* **Selected text**:

---*---

This is a good example of a game: http://www.open2.net/historyandthearts/philosophy_ethics/playprisondilema.html
Games present an opportunity to join the two basic types of interactivity – peer to peer activities and computer activities involving only one student and the computer. This could be something like a national leader board of top scores, but it could also be a virtual environment in which students meet and solve problems collaboratively. A prominent example that is being developed by the Open University is the 3D massively multiplayer online role-playing game MMORPG http://en.wikipedia.org/wiki/MMORPG Second life http://en.wikipedia.org/wiki/Second_Life
What happens when we push the level of realism as far as we can? Arguably we reach a point where games turn into truly interactive simulations.
Returning to second life, real-time 3D graphics rely on dedicated graphics chips to offer a rasterised representation of a 3D world. This approach begins with primitive geometric shapes (triangles and polygons) that are made to look more lifelike using shaders. One shortcoming of this approach is that reflection, refraction, shadows and realistic lighting are very difficult to emulate, especially when mirroring objects face one another. Doors can be tricky too: doors will open and close gradually, but typically the real-time graphics engine will only distinguish between two states – open and closed – so that we sometimes see parts of the entrance hall before the door to a Second Life building has swung open.

---*---

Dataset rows
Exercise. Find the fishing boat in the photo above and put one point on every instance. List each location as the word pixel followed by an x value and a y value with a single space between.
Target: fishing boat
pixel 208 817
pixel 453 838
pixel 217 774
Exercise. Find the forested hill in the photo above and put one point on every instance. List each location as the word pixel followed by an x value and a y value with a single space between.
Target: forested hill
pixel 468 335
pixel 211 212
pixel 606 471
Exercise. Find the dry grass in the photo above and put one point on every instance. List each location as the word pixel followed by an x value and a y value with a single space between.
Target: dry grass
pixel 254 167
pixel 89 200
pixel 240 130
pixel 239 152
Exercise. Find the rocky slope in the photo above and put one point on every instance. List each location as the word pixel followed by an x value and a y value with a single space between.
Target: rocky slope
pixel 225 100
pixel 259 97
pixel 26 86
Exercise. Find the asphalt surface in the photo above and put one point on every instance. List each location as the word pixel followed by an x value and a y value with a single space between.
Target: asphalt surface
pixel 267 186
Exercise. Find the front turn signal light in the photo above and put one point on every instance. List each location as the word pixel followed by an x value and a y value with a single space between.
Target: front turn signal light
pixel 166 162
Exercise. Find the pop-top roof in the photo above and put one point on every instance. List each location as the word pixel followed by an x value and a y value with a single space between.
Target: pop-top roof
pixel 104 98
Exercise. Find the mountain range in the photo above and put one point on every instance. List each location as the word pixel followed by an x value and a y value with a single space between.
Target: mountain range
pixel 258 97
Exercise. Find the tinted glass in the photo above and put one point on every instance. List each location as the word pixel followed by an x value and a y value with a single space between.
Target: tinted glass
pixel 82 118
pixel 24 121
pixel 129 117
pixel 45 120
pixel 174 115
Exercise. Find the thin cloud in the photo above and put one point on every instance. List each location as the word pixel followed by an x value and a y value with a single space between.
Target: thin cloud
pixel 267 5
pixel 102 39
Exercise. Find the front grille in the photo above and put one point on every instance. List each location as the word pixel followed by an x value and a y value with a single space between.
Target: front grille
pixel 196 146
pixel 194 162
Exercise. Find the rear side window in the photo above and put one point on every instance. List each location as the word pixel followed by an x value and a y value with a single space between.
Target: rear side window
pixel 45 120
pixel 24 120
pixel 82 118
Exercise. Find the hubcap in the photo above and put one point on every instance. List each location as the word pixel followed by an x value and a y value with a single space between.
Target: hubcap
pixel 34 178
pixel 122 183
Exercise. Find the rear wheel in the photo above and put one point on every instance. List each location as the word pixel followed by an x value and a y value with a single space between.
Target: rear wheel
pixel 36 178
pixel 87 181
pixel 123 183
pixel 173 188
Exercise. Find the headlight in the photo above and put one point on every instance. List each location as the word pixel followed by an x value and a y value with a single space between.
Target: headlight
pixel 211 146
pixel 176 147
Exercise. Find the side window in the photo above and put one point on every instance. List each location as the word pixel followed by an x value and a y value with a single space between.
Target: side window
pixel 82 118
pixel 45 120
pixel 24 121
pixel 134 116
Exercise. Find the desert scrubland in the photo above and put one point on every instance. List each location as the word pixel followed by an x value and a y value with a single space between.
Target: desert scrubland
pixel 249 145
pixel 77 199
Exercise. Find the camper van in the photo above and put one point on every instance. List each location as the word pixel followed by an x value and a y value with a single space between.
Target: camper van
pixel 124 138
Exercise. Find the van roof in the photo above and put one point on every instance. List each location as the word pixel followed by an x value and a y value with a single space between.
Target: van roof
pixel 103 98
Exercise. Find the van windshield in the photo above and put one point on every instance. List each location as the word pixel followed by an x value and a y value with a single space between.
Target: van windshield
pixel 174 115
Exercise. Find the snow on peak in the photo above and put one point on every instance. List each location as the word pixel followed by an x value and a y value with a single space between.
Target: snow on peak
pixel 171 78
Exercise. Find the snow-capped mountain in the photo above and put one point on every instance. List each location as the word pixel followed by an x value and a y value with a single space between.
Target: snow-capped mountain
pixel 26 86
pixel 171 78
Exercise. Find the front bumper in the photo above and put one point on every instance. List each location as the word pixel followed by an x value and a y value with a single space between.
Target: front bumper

---*---

* **Required actions**:
a. Can you copy, word for word, the stretch of the passage on games from "This is a good" through "truly interactive simulations."?
b. Can you turn the paragraph of the passage on games that begins "Returning to second life" into a short bulleted list that keeps its main facts?

* **Task-by-task results**:
a.
This is a good example of a game: http://www.open2.net/historyandthearts/philosophy_ethics/playprisondilema.html
Games present an opportunity to join the two basic types of interactivity – peer to peer activities and computer activities involving only one student and the computer. This could be something like a national leader board of top scores, but it could also be a virtual environment in which students meet and solve problems collaboratively. A prominent example that is being developed by the Open University is the 3D massively multiplayer online role-playing game MMORPG http://en.wikipedia.org/wiki/MMORPG Second life http://en.wikipedia.org/wiki/Second_Life
What happens when we push the level of realism as far as we can? Arguably we reach a point where games turn into truly interactive simulations.

b.
- Real-time 3D graphics use dedicated graphics chips to give a rasterised representation of a 3D world.
- The approach starts with primitive geometric shapes (triangles and polygons), which shaders make look more lifelike.
- Reflection, refraction, shadows and realistic lighting are very hard to emulate, especially when mirroring objects face one another.
- Doors are also tricky. They open and close gradually, but the engine typically recognizes only two states, open and closed, so parts of an entrance hall can show before the door to a Second Life building has swung open.